begin Provided material

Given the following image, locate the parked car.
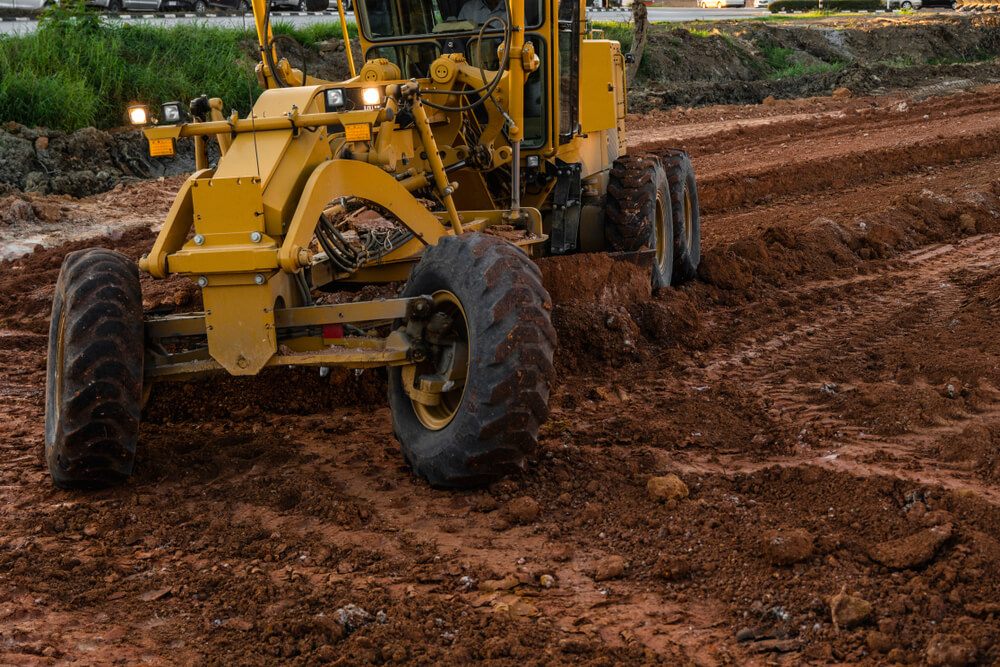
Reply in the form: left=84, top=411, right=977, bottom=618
left=160, top=0, right=253, bottom=14
left=0, top=0, right=48, bottom=10
left=271, top=0, right=332, bottom=12
left=87, top=0, right=160, bottom=14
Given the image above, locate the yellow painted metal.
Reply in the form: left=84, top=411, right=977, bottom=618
left=139, top=169, right=212, bottom=278
left=141, top=0, right=625, bottom=384
left=145, top=331, right=410, bottom=380
left=149, top=139, right=174, bottom=157
left=337, top=0, right=358, bottom=79
left=344, top=123, right=372, bottom=141
left=278, top=160, right=451, bottom=273
left=201, top=282, right=277, bottom=375
left=145, top=298, right=416, bottom=339
left=579, top=40, right=618, bottom=133
left=411, top=98, right=462, bottom=234
left=401, top=290, right=470, bottom=431
left=188, top=179, right=264, bottom=236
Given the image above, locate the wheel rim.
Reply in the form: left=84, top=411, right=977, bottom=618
left=681, top=184, right=694, bottom=248
left=653, top=192, right=670, bottom=275
left=410, top=290, right=469, bottom=431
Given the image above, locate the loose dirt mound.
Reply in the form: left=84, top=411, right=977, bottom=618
left=629, top=15, right=1000, bottom=112
left=0, top=77, right=1000, bottom=665
left=0, top=122, right=218, bottom=197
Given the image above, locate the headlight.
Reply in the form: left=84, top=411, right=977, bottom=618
left=361, top=88, right=382, bottom=107
left=128, top=104, right=149, bottom=125
left=160, top=102, right=184, bottom=125
left=326, top=88, right=344, bottom=110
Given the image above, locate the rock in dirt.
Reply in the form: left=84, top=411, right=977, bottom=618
left=656, top=556, right=691, bottom=581
left=763, top=530, right=813, bottom=565
left=0, top=197, right=37, bottom=226
left=646, top=473, right=688, bottom=503
left=507, top=496, right=538, bottom=524
left=698, top=251, right=752, bottom=290
left=333, top=604, right=372, bottom=630
left=868, top=523, right=952, bottom=570
left=594, top=556, right=625, bottom=581
left=924, top=635, right=976, bottom=667
left=479, top=574, right=521, bottom=593
left=830, top=586, right=872, bottom=630
left=865, top=630, right=896, bottom=653
left=958, top=213, right=976, bottom=234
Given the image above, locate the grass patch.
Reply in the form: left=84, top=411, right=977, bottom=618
left=0, top=3, right=356, bottom=131
left=768, top=62, right=844, bottom=79
left=761, top=44, right=844, bottom=79
left=591, top=21, right=636, bottom=53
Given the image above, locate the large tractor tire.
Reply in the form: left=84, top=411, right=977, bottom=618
left=604, top=155, right=674, bottom=287
left=389, top=233, right=556, bottom=487
left=45, top=248, right=143, bottom=488
left=663, top=149, right=701, bottom=285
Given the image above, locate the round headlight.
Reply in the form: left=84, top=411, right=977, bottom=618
left=326, top=88, right=344, bottom=109
left=128, top=107, right=149, bottom=125
left=160, top=102, right=184, bottom=123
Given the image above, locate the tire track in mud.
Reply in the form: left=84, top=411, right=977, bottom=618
left=630, top=91, right=1000, bottom=213
left=693, top=235, right=1000, bottom=502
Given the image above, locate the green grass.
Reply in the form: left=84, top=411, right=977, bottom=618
left=768, top=62, right=844, bottom=79
left=761, top=44, right=844, bottom=79
left=591, top=21, right=636, bottom=53
left=0, top=4, right=354, bottom=131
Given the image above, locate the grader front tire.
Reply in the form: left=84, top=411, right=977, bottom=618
left=45, top=248, right=143, bottom=488
left=389, top=233, right=556, bottom=487
left=663, top=149, right=701, bottom=285
left=604, top=155, right=674, bottom=287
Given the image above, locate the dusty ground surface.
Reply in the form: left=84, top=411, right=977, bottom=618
left=0, top=88, right=1000, bottom=665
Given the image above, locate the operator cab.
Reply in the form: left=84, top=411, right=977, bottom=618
left=356, top=0, right=582, bottom=150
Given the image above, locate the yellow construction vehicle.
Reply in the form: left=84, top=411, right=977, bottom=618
left=45, top=0, right=699, bottom=486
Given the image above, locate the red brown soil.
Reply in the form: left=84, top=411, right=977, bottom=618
left=0, top=89, right=1000, bottom=665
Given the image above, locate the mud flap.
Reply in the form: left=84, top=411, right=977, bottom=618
left=549, top=160, right=582, bottom=255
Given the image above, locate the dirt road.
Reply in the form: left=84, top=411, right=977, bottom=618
left=0, top=88, right=1000, bottom=665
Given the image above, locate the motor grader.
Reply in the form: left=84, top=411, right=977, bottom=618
left=45, top=0, right=699, bottom=487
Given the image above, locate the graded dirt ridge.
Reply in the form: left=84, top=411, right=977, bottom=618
left=0, top=37, right=1000, bottom=665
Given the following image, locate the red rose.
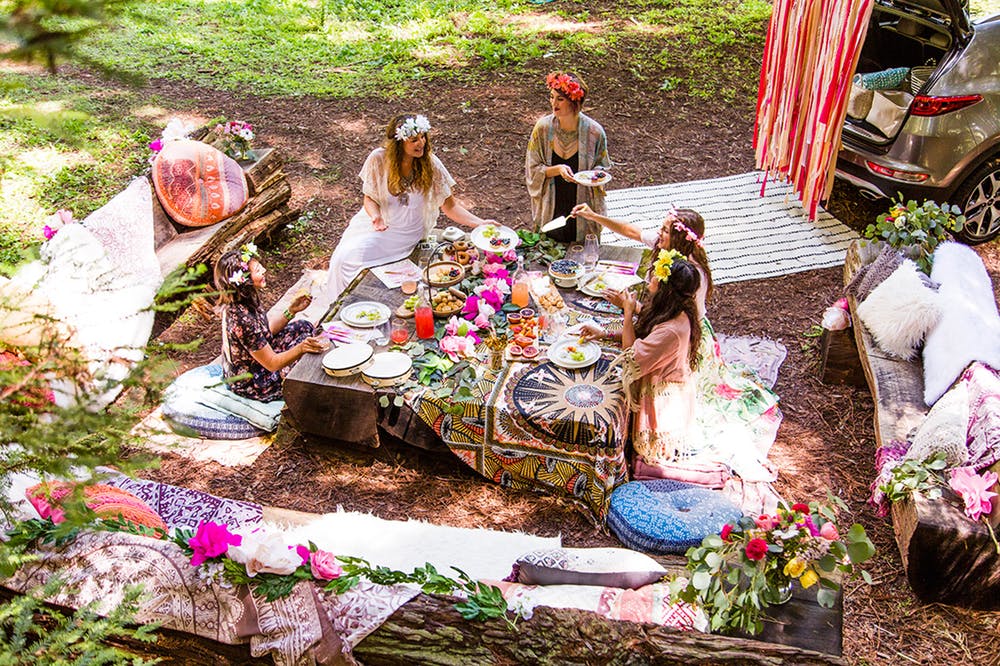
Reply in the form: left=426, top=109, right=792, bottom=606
left=746, top=539, right=767, bottom=562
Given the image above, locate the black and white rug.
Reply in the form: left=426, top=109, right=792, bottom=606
left=601, top=171, right=858, bottom=284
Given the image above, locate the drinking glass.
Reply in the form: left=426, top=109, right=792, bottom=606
left=583, top=234, right=601, bottom=273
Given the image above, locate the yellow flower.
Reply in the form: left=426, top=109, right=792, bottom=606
left=799, top=569, right=819, bottom=590
left=784, top=557, right=806, bottom=578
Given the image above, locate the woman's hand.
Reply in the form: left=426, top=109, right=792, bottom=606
left=580, top=322, right=604, bottom=342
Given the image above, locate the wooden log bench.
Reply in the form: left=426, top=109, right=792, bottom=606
left=844, top=241, right=1000, bottom=609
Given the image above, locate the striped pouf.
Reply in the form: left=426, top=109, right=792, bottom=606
left=608, top=479, right=743, bottom=555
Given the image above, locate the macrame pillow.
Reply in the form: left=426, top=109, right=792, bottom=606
left=153, top=139, right=250, bottom=227
left=24, top=481, right=167, bottom=532
left=858, top=259, right=941, bottom=360
left=906, top=382, right=969, bottom=467
left=517, top=548, right=667, bottom=590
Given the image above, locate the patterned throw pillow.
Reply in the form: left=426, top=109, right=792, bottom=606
left=517, top=548, right=667, bottom=590
left=153, top=139, right=250, bottom=227
left=24, top=481, right=167, bottom=532
left=858, top=259, right=941, bottom=361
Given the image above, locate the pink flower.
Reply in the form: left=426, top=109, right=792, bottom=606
left=819, top=523, right=840, bottom=541
left=744, top=539, right=767, bottom=562
left=188, top=521, right=243, bottom=567
left=948, top=467, right=997, bottom=520
left=309, top=550, right=344, bottom=580
left=715, top=384, right=743, bottom=400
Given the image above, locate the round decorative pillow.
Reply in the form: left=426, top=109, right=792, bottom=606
left=153, top=139, right=250, bottom=227
left=608, top=479, right=743, bottom=555
left=163, top=363, right=264, bottom=439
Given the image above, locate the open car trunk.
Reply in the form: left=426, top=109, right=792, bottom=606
left=844, top=0, right=971, bottom=146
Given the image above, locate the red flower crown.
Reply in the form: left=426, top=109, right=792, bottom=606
left=545, top=72, right=586, bottom=102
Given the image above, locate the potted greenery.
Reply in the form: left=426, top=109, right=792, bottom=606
left=670, top=498, right=875, bottom=635
left=864, top=195, right=965, bottom=274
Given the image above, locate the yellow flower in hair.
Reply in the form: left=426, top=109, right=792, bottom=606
left=653, top=250, right=684, bottom=282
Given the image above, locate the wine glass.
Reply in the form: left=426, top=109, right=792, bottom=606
left=582, top=234, right=601, bottom=273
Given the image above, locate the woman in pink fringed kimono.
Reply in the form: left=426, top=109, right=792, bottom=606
left=583, top=250, right=701, bottom=466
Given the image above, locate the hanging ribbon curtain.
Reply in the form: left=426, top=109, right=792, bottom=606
left=753, top=0, right=873, bottom=219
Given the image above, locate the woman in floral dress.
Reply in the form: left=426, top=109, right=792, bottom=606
left=215, top=243, right=329, bottom=402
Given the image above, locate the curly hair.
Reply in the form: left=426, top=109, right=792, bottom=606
left=635, top=259, right=701, bottom=370
left=383, top=113, right=434, bottom=196
left=214, top=251, right=260, bottom=308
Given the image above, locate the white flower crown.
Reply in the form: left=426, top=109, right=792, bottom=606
left=396, top=116, right=431, bottom=141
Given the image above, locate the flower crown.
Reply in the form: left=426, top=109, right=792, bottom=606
left=545, top=72, right=587, bottom=102
left=674, top=220, right=705, bottom=248
left=396, top=116, right=431, bottom=141
left=240, top=243, right=260, bottom=264
left=653, top=250, right=684, bottom=282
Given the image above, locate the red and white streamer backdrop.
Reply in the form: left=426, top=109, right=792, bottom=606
left=753, top=0, right=873, bottom=219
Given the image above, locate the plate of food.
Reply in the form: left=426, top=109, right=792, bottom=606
left=469, top=224, right=521, bottom=254
left=427, top=261, right=465, bottom=287
left=573, top=169, right=611, bottom=187
left=549, top=336, right=601, bottom=369
left=340, top=301, right=392, bottom=328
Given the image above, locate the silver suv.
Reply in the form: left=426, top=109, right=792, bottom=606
left=837, top=0, right=1000, bottom=243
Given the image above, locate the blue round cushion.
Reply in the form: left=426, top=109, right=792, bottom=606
left=163, top=363, right=264, bottom=439
left=608, top=479, right=743, bottom=555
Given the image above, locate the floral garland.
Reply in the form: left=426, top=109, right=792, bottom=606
left=653, top=250, right=684, bottom=282
left=396, top=115, right=431, bottom=141
left=545, top=72, right=586, bottom=102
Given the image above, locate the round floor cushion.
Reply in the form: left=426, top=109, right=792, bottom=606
left=163, top=363, right=264, bottom=439
left=152, top=139, right=250, bottom=227
left=608, top=479, right=743, bottom=555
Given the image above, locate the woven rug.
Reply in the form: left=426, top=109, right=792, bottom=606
left=601, top=171, right=858, bottom=284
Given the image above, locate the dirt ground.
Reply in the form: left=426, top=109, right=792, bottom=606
left=77, top=61, right=1000, bottom=664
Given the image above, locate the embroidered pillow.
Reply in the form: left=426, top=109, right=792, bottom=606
left=858, top=259, right=941, bottom=360
left=905, top=382, right=969, bottom=467
left=152, top=139, right=250, bottom=227
left=517, top=548, right=667, bottom=589
left=846, top=245, right=903, bottom=303
left=24, top=481, right=167, bottom=532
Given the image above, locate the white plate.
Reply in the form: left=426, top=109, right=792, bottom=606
left=361, top=352, right=413, bottom=388
left=340, top=301, right=392, bottom=328
left=548, top=337, right=601, bottom=369
left=469, top=224, right=521, bottom=254
left=573, top=169, right=611, bottom=187
left=323, top=342, right=375, bottom=377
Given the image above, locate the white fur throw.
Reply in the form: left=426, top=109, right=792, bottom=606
left=924, top=243, right=1000, bottom=405
left=858, top=259, right=941, bottom=360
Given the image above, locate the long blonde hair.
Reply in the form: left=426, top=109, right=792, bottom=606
left=383, top=113, right=434, bottom=196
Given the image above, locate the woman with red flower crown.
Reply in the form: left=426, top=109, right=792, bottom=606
left=524, top=71, right=611, bottom=242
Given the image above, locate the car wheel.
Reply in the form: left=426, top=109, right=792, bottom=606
left=954, top=156, right=1000, bottom=245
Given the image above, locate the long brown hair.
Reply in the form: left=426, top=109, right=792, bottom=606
left=635, top=259, right=701, bottom=370
left=663, top=208, right=713, bottom=301
left=214, top=251, right=260, bottom=309
left=383, top=113, right=434, bottom=196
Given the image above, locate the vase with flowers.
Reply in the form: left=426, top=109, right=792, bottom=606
left=864, top=196, right=965, bottom=275
left=670, top=498, right=875, bottom=635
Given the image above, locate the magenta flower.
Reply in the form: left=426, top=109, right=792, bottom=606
left=948, top=467, right=997, bottom=520
left=188, top=521, right=243, bottom=567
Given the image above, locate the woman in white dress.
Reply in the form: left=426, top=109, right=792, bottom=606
left=326, top=114, right=495, bottom=302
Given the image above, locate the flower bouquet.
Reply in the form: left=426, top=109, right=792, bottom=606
left=215, top=120, right=254, bottom=160
left=864, top=197, right=965, bottom=274
left=670, top=500, right=875, bottom=635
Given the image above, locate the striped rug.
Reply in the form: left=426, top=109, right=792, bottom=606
left=601, top=171, right=858, bottom=284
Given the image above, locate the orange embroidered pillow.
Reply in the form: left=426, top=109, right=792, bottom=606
left=153, top=139, right=250, bottom=227
left=24, top=481, right=167, bottom=532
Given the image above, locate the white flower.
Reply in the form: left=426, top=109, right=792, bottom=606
left=396, top=116, right=431, bottom=141
left=227, top=530, right=302, bottom=576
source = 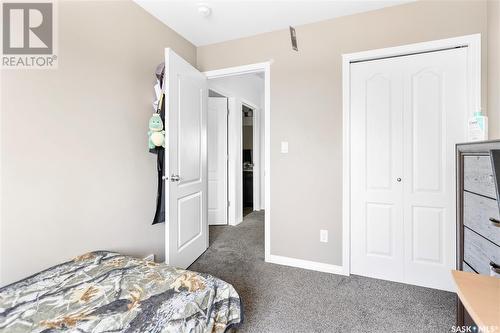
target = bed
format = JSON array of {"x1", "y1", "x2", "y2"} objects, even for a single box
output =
[{"x1": 0, "y1": 251, "x2": 243, "y2": 333}]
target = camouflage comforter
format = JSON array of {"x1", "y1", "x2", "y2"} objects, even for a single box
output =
[{"x1": 0, "y1": 251, "x2": 242, "y2": 333}]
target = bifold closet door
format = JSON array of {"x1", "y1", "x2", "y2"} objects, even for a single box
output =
[{"x1": 350, "y1": 48, "x2": 467, "y2": 290}]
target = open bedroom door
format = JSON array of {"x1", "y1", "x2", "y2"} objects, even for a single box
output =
[{"x1": 165, "y1": 49, "x2": 208, "y2": 268}]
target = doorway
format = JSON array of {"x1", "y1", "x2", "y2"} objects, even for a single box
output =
[
  {"x1": 241, "y1": 104, "x2": 258, "y2": 218},
  {"x1": 162, "y1": 48, "x2": 270, "y2": 268},
  {"x1": 207, "y1": 73, "x2": 265, "y2": 225}
]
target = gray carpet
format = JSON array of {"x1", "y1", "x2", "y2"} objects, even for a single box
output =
[{"x1": 190, "y1": 212, "x2": 455, "y2": 333}]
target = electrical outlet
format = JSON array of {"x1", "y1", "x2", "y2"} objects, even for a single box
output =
[
  {"x1": 319, "y1": 230, "x2": 328, "y2": 243},
  {"x1": 144, "y1": 254, "x2": 155, "y2": 261}
]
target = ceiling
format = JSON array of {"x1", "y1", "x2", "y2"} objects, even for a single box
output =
[{"x1": 135, "y1": 0, "x2": 413, "y2": 46}]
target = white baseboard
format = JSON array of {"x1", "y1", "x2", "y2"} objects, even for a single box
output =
[{"x1": 266, "y1": 254, "x2": 349, "y2": 276}]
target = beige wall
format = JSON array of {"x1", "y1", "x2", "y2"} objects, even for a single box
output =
[
  {"x1": 197, "y1": 1, "x2": 487, "y2": 264},
  {"x1": 0, "y1": 1, "x2": 196, "y2": 284},
  {"x1": 487, "y1": 0, "x2": 500, "y2": 139}
]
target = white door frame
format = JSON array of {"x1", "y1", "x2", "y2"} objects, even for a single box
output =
[
  {"x1": 204, "y1": 61, "x2": 272, "y2": 261},
  {"x1": 342, "y1": 34, "x2": 481, "y2": 275}
]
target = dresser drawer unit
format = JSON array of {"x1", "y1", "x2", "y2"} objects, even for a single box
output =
[
  {"x1": 464, "y1": 155, "x2": 497, "y2": 198},
  {"x1": 464, "y1": 192, "x2": 500, "y2": 246}
]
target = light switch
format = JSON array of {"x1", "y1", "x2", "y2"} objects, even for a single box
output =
[{"x1": 281, "y1": 141, "x2": 288, "y2": 154}]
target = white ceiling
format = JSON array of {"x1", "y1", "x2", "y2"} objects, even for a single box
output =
[{"x1": 135, "y1": 0, "x2": 414, "y2": 46}]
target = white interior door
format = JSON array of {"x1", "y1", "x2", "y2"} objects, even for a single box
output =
[
  {"x1": 351, "y1": 48, "x2": 467, "y2": 290},
  {"x1": 208, "y1": 97, "x2": 228, "y2": 225},
  {"x1": 351, "y1": 55, "x2": 404, "y2": 281},
  {"x1": 228, "y1": 97, "x2": 243, "y2": 225},
  {"x1": 165, "y1": 49, "x2": 208, "y2": 268}
]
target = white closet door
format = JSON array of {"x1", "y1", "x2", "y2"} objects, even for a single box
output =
[
  {"x1": 208, "y1": 97, "x2": 228, "y2": 225},
  {"x1": 403, "y1": 48, "x2": 467, "y2": 290},
  {"x1": 351, "y1": 48, "x2": 467, "y2": 290},
  {"x1": 351, "y1": 59, "x2": 404, "y2": 281}
]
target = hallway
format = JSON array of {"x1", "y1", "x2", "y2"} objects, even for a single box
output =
[{"x1": 189, "y1": 211, "x2": 455, "y2": 333}]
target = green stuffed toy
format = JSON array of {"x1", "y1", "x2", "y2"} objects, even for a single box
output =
[{"x1": 148, "y1": 113, "x2": 165, "y2": 149}]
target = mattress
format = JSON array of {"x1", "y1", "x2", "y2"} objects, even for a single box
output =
[{"x1": 0, "y1": 251, "x2": 243, "y2": 333}]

end Provided material

### [Exercise task]
Copy the listing word for word from its first line through the line containing "left=87, top=0, right=160, bottom=14", inclusive, and leave out any pictures.

### [Solved problem]
Given the following image, locate the parked car.
Reply in the form: left=84, top=411, right=977, bottom=618
left=160, top=0, right=253, bottom=14
left=0, top=0, right=48, bottom=10
left=271, top=0, right=332, bottom=12
left=87, top=0, right=160, bottom=14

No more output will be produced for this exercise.